*EXERCISE*: Write out the stretch of the Tour de France commentary from "The Ox from" through "effective all-around game.", word for word.

*PROVIDED TEXT*:
--------

Listen to Armstrong when he says that he doesn’t have what it takes to win the Tour. That’s what he said after Contador rode away on the Verbier climb on Sunday. I haven’t been able to decide whether it’s genuine belief or a ratings-driven need to stay on board the Armstrong train, but it’s been fascinating to watch the various members of the Versus TV team pick Lance to win in the mountains day after day after day. No matter that he hasn’t been close even once, and no matter that Contador has shown himself capable of riding away almost at will–the predictions keep on coming. But for all that, there’s something about watching Armstrong in this Tour that gives him more dimension as a man and racer; and there’s something that makes me realize how amazing his domination of this race for so long really was. I’m actually looking forward to seeing him race again next year.

Other topics that could be spun, perhaps will be some day: Wiggins. The Schlecks. Kloden. Bruyneel. Vinokourov. Splendor and Death at the Tour de France. The Armstrong who rides in our heads.

Tour de France: Stage 17 Notebook

Your Paul Sherwen Quote of the Day: On Astana’s plans for Andreas Klöden: “Over the last couple of days, it appears they’ve been keeping him in reserve as if they’ve been trying to keep him maybe as a protective dark-horse joker.”

‘Paging Cadel Evans’: He trailed from the very start, dangled off the end of the peloton at the top of the first climb, and finished 29:43 behind the leaders. It’s a performance reminiscent of Greg LeMond’s 1992 Tour campaign, which he abandoned. LeMond announced soon afterward that he was suffering from mitochondrial myopathy, possibly related to his 1987 hunting accident. Evans started raising questions about his own health after losing more than 3 minutes on Stage 16. He reported via Twitter, “I don’t know what is the matter with me at this #tdf, obviously I’m not at my usual level. I’m going to a Doc now :o(.” (Yes, with emoticon.) No word on what the doctor might have told him. On his finish today, Evans writes: “My first gruppetto in the #tdf ever. It was… fun actually. Strange talking to Aussie’s while riding, normally have everything to loose!”

The Ox from Grimstad: Thor Hushovd turned in a stunning ride today. The massive, Norwegian, annoyingly nicknamed “God of Thunder” hauled himself across today’s climbs with enough alacrity to beat Evans across the line. Early on, he stayed close enough to dominated the front to win two intermediate sprints and pick up 12 points in the green jersey sprint competition. His nemesis, Mark Cavendish, was nowhere near the front and took zip today; he now trails Hushovd by 30 points — 230 to 200. While being no match for Cavendish in a two-up sprint, Hushovd looks like he’s locked up the green by having a more effective all-around game.

--------

*EXTRACTED RECORDS*:
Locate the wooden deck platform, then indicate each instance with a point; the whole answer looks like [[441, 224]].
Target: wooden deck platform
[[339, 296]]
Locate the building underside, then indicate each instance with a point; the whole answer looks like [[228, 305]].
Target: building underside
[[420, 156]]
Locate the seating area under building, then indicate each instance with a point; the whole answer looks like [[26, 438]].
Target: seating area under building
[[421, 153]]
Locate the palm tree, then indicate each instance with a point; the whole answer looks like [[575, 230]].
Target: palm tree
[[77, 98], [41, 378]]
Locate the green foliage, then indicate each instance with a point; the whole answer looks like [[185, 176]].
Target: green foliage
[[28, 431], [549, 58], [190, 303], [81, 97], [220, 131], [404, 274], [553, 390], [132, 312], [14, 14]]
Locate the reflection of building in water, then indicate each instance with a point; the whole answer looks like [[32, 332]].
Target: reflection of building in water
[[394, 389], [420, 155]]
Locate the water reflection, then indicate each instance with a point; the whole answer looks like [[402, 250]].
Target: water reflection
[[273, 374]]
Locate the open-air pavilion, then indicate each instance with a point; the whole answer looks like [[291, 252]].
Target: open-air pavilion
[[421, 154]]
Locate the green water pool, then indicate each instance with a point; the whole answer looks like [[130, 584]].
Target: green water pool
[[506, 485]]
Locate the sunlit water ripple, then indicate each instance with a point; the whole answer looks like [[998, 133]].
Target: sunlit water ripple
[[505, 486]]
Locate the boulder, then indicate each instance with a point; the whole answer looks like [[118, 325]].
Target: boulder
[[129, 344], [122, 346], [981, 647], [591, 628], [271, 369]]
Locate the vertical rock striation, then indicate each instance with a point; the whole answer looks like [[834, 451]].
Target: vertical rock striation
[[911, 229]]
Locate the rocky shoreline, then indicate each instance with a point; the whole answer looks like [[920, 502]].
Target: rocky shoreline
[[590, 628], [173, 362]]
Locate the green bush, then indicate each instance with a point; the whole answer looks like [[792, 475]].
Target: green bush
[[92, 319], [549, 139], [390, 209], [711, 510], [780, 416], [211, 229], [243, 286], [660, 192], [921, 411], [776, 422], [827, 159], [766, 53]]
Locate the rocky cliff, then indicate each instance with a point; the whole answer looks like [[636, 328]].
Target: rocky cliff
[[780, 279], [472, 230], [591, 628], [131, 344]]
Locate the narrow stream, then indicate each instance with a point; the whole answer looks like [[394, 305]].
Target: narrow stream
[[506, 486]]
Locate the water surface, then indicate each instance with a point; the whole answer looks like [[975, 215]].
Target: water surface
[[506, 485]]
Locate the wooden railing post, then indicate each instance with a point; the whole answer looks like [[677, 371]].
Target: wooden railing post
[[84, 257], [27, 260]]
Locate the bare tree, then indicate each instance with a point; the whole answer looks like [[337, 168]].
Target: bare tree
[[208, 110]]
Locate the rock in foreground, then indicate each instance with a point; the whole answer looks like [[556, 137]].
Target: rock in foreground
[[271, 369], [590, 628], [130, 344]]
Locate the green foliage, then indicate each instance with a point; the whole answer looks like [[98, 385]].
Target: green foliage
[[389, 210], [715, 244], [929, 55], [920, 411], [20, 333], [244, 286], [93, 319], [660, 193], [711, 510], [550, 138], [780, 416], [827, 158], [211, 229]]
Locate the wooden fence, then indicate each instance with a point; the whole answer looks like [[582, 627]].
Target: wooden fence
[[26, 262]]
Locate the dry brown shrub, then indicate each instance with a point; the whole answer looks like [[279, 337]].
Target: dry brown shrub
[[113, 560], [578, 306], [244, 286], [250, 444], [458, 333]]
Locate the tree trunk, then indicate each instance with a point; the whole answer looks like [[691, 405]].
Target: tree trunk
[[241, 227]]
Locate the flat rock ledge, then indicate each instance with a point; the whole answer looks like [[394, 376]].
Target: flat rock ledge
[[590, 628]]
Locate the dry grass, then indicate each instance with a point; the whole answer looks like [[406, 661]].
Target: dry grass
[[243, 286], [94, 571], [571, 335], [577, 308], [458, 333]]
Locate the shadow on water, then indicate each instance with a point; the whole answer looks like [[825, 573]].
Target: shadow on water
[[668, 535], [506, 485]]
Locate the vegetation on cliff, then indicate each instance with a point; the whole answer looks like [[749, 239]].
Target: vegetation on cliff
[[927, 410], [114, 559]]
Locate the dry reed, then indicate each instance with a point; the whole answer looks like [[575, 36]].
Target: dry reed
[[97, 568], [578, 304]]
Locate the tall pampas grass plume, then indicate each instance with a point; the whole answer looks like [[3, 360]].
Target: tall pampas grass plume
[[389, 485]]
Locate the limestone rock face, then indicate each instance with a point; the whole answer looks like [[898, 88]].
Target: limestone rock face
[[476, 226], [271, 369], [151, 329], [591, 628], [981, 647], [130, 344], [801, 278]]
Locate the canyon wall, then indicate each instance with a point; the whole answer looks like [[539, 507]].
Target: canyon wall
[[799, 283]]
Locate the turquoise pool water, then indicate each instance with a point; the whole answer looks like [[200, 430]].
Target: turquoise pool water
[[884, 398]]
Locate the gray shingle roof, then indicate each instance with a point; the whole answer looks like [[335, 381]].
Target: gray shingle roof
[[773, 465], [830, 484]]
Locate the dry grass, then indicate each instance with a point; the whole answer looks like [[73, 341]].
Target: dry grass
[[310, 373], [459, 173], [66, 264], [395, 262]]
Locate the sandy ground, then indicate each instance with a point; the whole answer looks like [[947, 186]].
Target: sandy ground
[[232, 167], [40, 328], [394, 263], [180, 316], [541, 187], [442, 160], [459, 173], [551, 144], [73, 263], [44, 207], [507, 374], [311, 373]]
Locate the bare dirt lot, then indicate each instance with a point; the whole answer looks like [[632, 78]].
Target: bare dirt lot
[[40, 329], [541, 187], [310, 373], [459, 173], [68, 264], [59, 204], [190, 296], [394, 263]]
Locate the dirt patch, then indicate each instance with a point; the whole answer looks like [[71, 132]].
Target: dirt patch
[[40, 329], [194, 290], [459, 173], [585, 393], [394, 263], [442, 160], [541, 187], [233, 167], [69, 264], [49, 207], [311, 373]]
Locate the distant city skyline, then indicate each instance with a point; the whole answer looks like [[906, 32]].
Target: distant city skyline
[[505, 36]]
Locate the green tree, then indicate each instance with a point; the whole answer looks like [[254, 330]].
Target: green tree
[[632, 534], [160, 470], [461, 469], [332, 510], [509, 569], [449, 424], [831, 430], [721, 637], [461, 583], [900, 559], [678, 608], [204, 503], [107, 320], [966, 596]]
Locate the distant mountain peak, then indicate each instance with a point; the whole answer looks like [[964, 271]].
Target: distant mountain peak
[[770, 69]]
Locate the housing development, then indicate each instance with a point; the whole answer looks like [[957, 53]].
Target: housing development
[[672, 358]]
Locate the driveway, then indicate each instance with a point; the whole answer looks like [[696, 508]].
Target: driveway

--------

*RESPONSE TO THIS TASK*:
The Ox from Grimstad: Thor Hushovd turned in a stunning ride today. The massive, Norwegian, annoyingly nicknamed “God of Thunder” hauled himself across today’s climbs with enough alacrity to beat Evans across the line. Early on, he stayed close enough to dominated the front to win two intermediate sprints and pick up 12 points in the green jersey sprint competition. His nemesis, Mark Cavendish, was nowhere near the front and took zip today; he now trails Hushovd by 30 points — 230 to 200. While being no match for Cavendish in a two-up sprint, Hushovd looks like he’s locked up the green by having a more effective all-around game.